━━━ Task material ━━━

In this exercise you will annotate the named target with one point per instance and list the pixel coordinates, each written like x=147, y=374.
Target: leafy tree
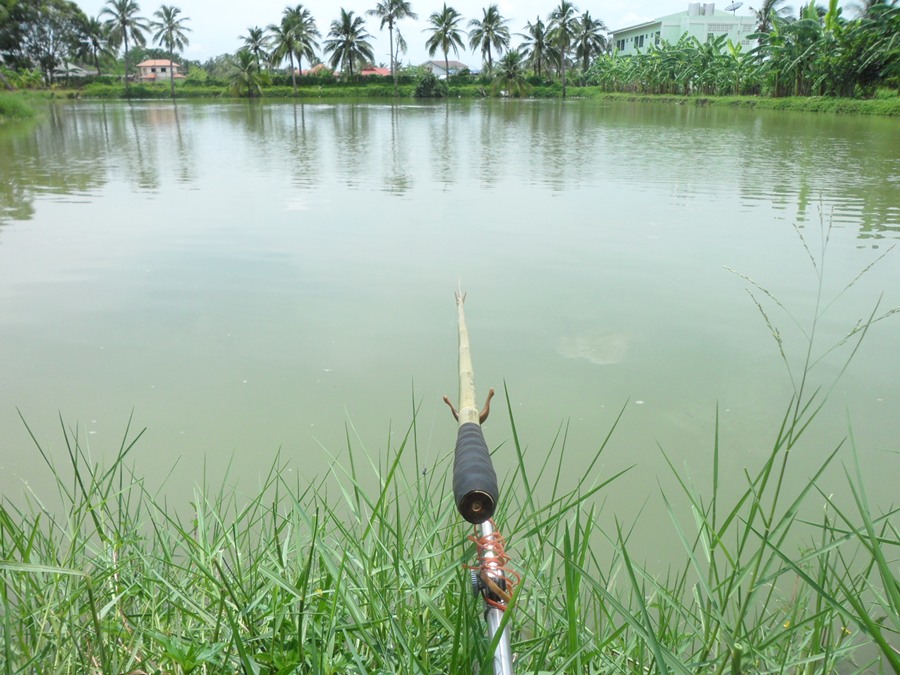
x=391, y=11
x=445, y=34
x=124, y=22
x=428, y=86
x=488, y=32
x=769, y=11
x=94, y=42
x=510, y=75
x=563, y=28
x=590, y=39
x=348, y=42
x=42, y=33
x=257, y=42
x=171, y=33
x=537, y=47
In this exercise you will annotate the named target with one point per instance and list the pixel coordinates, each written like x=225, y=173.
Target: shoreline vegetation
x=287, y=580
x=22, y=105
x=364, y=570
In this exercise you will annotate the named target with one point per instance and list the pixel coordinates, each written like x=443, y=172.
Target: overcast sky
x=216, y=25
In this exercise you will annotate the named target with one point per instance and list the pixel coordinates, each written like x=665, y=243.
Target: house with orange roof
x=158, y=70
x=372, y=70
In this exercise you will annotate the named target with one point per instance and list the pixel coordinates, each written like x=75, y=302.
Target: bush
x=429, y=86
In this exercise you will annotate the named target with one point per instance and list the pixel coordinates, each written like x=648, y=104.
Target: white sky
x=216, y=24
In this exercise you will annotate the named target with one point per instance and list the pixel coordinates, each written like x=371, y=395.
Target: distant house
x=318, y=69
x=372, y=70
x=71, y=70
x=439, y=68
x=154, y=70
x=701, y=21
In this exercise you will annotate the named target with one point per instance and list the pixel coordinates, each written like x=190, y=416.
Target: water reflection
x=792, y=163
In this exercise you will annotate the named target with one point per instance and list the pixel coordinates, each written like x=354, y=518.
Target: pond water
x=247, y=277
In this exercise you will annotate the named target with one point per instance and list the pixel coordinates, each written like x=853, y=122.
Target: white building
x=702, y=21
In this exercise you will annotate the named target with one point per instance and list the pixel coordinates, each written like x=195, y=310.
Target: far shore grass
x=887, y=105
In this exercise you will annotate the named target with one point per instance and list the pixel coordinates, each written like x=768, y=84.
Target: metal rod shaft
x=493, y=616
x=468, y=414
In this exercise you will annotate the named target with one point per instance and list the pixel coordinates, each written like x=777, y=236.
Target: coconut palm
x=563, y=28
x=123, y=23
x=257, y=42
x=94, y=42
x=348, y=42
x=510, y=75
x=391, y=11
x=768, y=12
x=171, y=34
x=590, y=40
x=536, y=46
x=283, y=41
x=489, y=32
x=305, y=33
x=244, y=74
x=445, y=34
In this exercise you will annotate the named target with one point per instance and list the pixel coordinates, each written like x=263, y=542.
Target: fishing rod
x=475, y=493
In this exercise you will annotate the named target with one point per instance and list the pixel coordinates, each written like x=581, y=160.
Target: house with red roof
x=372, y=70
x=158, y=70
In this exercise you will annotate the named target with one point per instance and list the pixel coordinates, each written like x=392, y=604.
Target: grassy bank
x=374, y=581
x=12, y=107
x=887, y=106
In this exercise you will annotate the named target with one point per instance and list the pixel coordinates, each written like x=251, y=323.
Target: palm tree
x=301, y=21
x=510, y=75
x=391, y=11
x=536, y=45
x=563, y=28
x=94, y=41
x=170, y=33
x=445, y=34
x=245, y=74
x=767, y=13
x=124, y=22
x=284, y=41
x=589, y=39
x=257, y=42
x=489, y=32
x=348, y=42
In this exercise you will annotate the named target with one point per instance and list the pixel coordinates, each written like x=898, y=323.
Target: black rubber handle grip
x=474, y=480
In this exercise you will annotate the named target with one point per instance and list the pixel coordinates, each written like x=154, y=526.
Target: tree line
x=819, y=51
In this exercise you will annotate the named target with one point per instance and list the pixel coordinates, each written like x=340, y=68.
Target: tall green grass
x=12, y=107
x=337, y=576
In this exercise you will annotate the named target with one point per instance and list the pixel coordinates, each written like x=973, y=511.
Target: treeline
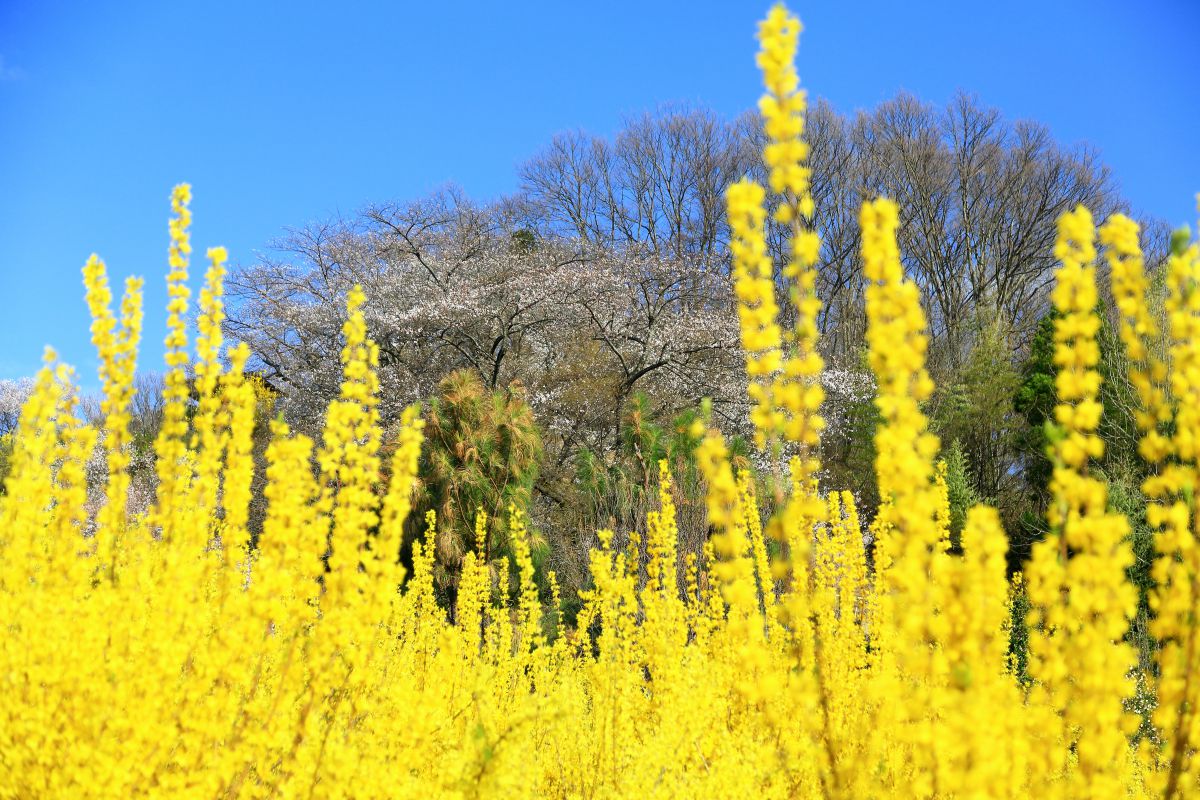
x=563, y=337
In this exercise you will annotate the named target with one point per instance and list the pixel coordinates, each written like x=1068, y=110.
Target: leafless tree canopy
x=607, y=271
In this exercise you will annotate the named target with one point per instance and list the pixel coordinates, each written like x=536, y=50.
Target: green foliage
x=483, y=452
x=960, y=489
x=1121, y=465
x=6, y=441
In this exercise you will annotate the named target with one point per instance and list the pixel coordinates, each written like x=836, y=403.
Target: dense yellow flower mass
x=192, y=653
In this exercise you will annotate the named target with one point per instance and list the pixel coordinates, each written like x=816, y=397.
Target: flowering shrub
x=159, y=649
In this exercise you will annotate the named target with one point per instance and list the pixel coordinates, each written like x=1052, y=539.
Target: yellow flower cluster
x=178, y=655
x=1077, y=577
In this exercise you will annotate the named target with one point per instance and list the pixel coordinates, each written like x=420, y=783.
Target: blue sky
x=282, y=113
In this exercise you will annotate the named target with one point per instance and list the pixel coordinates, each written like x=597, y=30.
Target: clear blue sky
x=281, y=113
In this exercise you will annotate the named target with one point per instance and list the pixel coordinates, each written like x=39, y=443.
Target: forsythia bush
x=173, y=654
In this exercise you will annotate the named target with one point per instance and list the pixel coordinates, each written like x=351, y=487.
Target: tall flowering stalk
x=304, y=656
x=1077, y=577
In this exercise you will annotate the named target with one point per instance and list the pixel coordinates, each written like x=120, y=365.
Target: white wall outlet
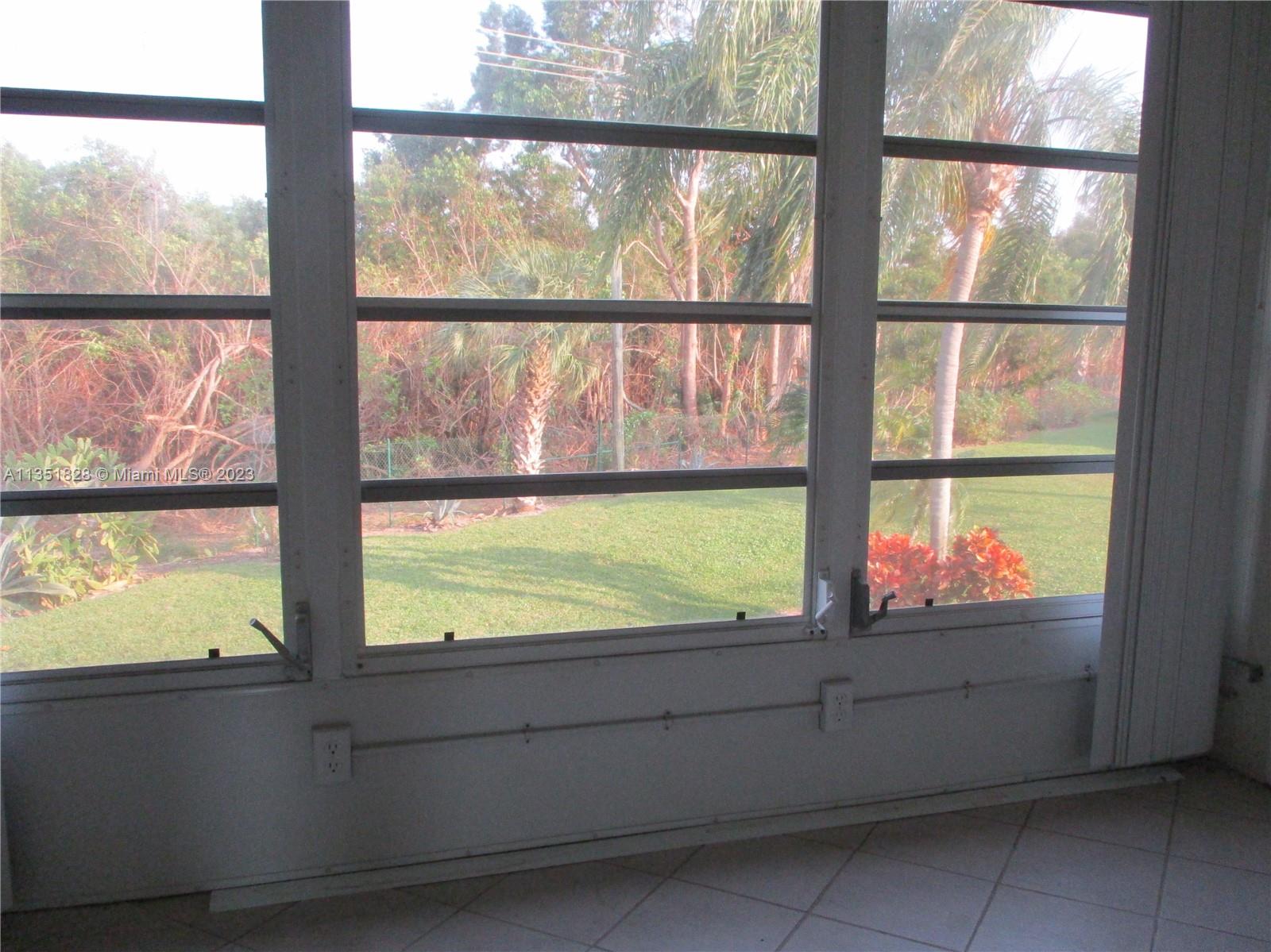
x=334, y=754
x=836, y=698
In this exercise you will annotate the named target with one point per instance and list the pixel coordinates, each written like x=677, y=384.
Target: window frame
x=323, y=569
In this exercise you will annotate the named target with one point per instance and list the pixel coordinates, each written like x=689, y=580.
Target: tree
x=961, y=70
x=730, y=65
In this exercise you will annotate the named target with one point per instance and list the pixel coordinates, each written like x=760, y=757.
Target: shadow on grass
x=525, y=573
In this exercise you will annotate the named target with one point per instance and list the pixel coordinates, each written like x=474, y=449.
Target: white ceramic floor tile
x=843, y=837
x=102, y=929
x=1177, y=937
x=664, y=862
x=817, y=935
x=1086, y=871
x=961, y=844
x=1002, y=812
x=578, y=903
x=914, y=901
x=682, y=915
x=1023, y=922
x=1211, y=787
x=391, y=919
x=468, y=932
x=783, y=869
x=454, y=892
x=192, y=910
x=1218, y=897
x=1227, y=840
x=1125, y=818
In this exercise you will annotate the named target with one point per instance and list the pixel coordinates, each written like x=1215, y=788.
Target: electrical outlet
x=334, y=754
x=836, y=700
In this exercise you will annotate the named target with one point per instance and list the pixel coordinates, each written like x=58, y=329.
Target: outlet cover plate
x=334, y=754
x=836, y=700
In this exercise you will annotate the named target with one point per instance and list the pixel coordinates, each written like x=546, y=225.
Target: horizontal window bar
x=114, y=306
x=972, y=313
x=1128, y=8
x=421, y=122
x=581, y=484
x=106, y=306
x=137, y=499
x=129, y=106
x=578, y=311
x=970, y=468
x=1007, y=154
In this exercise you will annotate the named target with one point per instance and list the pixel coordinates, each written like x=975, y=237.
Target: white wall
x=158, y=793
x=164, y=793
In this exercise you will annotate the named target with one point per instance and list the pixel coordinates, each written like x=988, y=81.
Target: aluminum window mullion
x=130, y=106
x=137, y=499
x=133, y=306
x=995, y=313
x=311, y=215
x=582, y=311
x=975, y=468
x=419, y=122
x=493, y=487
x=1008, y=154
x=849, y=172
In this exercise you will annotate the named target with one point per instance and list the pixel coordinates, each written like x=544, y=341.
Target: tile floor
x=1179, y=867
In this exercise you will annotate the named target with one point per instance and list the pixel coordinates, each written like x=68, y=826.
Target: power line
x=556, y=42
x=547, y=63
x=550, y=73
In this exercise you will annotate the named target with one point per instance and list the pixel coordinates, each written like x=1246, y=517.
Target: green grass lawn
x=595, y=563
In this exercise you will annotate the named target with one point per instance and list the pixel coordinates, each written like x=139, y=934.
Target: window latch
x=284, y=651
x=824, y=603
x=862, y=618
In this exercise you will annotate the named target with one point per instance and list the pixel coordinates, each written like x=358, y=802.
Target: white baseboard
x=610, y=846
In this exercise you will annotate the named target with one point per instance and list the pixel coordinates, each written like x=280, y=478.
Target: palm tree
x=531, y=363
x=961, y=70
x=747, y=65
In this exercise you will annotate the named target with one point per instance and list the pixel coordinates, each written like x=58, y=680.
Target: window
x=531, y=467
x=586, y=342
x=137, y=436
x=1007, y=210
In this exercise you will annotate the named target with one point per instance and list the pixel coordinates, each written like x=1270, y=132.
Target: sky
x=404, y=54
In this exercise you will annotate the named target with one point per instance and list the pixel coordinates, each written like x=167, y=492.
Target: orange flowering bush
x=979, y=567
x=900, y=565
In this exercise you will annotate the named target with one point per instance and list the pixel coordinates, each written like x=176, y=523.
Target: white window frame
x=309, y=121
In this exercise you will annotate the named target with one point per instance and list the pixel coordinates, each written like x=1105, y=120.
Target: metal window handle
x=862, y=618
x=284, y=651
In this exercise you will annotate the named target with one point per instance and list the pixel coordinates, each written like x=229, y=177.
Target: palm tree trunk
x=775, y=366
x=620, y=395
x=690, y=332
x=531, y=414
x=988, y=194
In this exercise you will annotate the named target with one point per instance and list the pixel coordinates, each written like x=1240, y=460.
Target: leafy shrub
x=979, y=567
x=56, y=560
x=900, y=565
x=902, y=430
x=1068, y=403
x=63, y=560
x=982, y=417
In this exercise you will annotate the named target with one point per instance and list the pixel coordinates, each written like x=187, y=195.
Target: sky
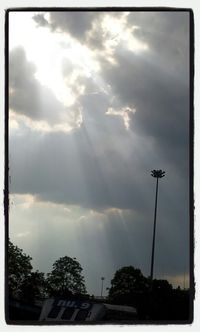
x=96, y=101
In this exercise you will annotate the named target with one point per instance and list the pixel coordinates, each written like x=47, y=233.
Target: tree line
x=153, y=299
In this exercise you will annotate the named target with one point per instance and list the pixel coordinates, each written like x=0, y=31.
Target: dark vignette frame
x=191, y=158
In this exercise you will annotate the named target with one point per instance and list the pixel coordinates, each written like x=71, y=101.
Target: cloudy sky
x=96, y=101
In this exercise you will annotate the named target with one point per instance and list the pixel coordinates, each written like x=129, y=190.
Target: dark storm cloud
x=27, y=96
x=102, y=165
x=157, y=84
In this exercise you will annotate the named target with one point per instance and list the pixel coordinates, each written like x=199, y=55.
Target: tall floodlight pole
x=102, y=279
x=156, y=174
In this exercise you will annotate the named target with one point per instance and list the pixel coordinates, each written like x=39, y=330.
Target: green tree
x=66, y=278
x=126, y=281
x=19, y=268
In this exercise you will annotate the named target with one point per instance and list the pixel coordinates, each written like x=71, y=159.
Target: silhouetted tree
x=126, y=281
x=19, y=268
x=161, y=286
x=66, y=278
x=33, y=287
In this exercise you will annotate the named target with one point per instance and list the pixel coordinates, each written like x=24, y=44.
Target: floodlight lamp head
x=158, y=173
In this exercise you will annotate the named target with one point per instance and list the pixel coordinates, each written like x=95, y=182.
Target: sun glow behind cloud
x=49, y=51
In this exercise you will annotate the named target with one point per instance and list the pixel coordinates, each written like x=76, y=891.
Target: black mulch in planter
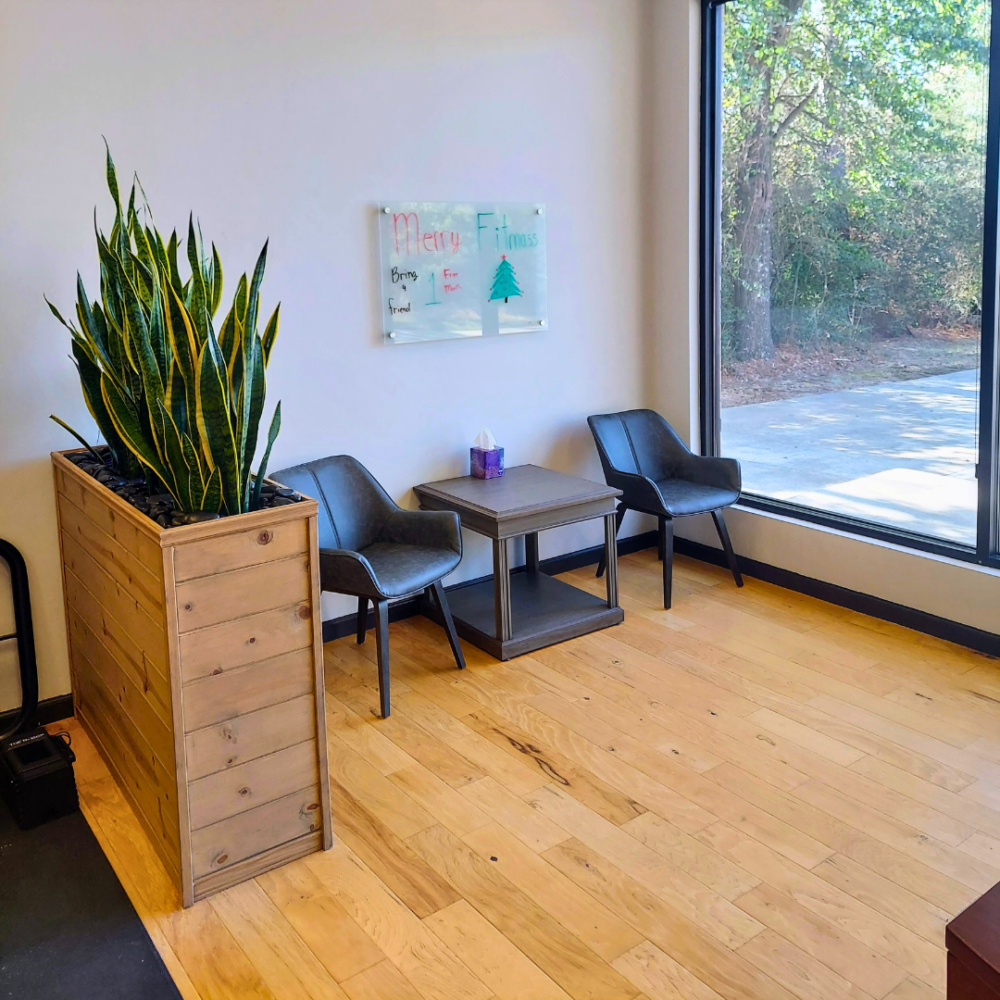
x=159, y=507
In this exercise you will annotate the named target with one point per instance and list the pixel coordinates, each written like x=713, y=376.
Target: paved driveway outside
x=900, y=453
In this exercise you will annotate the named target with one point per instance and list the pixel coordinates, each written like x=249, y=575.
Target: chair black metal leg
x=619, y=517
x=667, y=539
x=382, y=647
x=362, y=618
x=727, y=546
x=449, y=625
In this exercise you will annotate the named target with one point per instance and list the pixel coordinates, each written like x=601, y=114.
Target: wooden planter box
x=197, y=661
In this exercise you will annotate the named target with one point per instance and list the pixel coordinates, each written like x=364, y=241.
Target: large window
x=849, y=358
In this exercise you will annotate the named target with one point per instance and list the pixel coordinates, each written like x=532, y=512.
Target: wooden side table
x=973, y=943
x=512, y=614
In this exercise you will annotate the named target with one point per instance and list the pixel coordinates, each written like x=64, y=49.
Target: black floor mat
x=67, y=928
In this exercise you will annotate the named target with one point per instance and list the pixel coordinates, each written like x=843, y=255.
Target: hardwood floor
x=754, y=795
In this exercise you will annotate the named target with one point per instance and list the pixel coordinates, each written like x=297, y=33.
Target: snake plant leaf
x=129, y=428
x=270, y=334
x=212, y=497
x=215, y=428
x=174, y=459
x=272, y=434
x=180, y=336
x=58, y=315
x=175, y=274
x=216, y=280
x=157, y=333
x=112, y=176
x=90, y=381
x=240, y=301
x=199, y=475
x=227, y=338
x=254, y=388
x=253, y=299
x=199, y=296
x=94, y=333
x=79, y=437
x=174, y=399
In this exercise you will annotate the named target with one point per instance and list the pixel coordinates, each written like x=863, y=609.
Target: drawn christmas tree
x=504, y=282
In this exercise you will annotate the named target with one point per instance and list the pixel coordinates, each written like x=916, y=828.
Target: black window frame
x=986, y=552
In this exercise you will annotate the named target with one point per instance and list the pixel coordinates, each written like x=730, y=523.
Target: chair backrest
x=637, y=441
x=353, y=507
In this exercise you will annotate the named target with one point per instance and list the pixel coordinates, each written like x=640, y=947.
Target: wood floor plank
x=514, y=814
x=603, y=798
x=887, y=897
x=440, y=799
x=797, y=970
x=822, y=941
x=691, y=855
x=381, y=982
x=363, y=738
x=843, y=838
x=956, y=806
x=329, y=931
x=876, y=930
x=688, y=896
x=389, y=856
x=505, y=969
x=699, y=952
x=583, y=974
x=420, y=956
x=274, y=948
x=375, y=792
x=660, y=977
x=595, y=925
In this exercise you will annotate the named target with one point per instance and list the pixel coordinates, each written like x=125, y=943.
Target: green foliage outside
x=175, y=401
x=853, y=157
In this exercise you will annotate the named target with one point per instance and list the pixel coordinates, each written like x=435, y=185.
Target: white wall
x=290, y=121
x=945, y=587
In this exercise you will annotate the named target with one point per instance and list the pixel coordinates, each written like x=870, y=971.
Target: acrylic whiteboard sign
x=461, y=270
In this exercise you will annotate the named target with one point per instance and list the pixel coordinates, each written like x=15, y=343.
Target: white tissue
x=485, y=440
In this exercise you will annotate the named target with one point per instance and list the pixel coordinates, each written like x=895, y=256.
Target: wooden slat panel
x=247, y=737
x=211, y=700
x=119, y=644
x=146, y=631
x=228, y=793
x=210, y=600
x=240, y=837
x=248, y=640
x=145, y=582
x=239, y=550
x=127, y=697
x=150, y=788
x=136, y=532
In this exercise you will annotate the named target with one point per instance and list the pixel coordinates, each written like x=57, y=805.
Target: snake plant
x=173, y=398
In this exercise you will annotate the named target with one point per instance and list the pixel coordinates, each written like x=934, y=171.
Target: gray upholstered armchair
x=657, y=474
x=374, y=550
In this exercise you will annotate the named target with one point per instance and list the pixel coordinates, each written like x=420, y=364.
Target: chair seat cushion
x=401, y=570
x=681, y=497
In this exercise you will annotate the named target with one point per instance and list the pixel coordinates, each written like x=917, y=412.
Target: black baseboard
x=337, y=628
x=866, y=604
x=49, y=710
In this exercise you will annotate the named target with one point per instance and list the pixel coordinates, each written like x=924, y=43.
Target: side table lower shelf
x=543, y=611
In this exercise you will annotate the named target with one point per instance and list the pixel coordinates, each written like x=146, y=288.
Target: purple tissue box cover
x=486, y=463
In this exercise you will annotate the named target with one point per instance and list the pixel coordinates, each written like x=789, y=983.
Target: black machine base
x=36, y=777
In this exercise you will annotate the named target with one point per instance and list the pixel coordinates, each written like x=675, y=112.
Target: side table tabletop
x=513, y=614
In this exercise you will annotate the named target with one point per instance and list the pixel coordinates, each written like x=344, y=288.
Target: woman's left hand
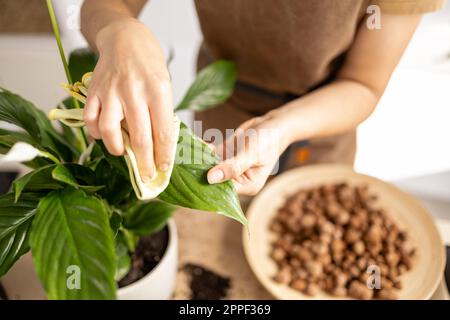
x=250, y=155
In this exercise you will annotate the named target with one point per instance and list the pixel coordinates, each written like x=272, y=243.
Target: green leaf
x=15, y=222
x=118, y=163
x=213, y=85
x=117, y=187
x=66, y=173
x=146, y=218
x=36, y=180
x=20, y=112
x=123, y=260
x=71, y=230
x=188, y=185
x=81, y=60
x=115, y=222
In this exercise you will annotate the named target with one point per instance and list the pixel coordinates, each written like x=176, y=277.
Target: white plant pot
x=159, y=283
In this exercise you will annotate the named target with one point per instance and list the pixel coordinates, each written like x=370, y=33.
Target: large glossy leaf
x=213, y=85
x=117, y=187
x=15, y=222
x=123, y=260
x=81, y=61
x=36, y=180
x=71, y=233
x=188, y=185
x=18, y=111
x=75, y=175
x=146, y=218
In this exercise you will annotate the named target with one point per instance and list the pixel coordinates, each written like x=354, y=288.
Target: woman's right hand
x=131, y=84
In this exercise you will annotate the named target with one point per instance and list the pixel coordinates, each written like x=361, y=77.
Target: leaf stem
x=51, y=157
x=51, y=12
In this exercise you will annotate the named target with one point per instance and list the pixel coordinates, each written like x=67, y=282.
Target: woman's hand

━━━

## Your assignment
Starting at the line that has "Target: distant house" and ending at the line that has "like x=777, y=236.", please write out the lines above exactly, leaving out all others.

## Response box
Target: distant house
x=318, y=69
x=372, y=70
x=71, y=70
x=439, y=68
x=154, y=70
x=701, y=21
In this exercise you will annotate the named target with one point per instance and list the pixel coordinates, each written like x=190, y=416.
Target: water reflection
x=792, y=163
In this exercise you will annotate the named target with one point per instance and list the pixel coordinates, each written like x=354, y=518.
Target: pond water
x=247, y=277
In this exercise you will annotate the named target with one point per instance and list the pixel coordinates, each written like x=853, y=122.
Target: white building
x=702, y=21
In this exercise you will annotate the named target with one point per instance and list the pixel coordinates, each written like x=195, y=310.
Target: far shore grass
x=887, y=105
In this exercise you will annotate the named target with one point per instance and list the pixel coordinates, each written like x=768, y=84.
Target: metal rod shaft
x=493, y=616
x=468, y=414
In this exercise you will annotate the named target with one point per instance and list the pixel coordinates, each written like x=777, y=236.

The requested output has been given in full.